Work task:
Say how many lines of the listing below include the string "hair" and add nothing else.

------

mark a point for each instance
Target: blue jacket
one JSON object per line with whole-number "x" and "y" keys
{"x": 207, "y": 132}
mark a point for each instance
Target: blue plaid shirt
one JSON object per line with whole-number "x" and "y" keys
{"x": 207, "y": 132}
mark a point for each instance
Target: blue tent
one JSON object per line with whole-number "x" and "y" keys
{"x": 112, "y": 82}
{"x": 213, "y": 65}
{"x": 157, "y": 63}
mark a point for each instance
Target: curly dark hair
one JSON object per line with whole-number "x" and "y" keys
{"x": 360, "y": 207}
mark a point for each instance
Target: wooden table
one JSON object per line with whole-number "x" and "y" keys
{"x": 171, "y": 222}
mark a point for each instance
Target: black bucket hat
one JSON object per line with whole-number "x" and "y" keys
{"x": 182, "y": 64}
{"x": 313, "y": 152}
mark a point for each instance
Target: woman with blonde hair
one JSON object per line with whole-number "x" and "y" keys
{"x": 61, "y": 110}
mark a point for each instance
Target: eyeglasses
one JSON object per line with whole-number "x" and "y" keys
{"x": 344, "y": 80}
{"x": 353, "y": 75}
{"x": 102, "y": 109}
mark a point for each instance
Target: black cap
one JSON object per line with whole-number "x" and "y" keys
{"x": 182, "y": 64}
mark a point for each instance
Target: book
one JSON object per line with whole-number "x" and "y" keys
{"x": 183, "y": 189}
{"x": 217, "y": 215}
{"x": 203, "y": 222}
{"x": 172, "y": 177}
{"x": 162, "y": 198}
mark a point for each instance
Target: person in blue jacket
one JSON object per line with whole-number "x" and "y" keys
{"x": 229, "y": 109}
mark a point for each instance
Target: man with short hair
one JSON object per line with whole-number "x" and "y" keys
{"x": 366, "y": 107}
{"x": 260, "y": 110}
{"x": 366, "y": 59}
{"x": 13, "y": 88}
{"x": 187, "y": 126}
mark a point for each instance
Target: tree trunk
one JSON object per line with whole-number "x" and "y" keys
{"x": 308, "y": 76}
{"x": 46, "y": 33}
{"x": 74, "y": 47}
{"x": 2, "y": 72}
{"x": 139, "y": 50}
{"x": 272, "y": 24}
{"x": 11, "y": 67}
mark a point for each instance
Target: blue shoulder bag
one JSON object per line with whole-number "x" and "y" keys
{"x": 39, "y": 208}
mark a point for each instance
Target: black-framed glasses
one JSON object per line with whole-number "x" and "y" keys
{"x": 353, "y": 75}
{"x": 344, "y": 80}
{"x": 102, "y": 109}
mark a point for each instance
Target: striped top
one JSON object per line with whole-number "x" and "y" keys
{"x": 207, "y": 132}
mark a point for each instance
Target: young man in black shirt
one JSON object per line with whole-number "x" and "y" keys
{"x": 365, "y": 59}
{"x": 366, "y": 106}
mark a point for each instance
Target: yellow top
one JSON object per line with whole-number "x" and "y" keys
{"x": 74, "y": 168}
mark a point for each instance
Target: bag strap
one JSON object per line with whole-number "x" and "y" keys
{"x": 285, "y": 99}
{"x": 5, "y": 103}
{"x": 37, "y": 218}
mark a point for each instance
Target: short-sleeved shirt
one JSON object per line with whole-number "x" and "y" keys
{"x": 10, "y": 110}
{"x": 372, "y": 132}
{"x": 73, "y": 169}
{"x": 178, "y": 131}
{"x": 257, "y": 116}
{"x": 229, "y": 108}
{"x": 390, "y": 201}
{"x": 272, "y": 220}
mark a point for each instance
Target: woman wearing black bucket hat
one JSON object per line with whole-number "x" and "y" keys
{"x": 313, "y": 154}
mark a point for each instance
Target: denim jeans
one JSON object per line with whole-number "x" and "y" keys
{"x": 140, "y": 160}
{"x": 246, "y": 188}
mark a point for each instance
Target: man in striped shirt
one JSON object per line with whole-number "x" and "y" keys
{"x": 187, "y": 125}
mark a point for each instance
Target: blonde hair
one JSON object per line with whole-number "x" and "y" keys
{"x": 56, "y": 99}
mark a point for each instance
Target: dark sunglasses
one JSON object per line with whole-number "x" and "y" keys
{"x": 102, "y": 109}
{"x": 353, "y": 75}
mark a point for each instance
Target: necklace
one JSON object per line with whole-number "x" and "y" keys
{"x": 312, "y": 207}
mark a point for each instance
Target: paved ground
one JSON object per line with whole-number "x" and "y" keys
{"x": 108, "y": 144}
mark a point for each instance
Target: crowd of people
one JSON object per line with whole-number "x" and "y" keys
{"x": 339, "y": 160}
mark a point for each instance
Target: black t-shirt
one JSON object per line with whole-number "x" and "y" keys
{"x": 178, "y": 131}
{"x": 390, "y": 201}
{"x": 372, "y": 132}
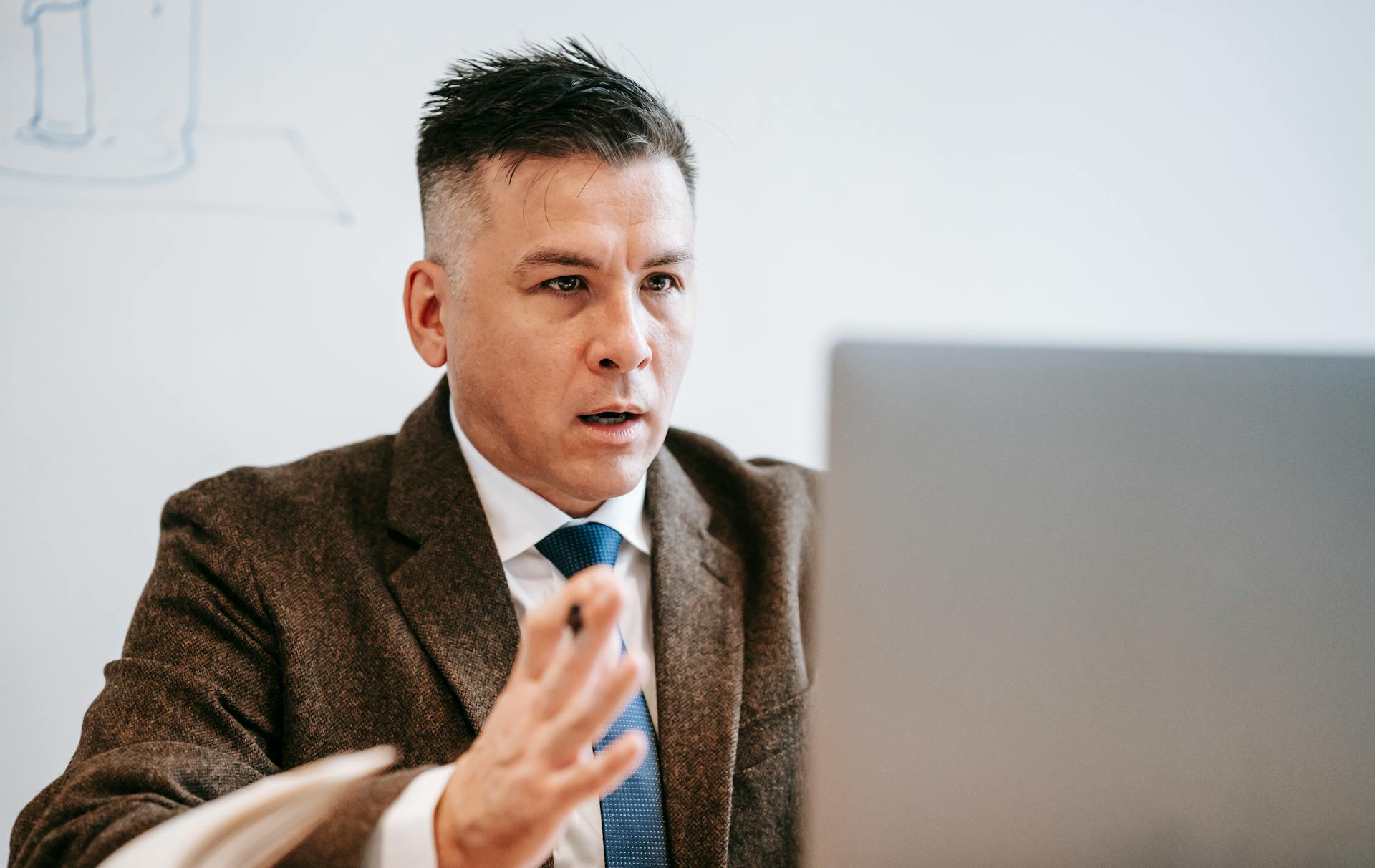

------

Answer section:
4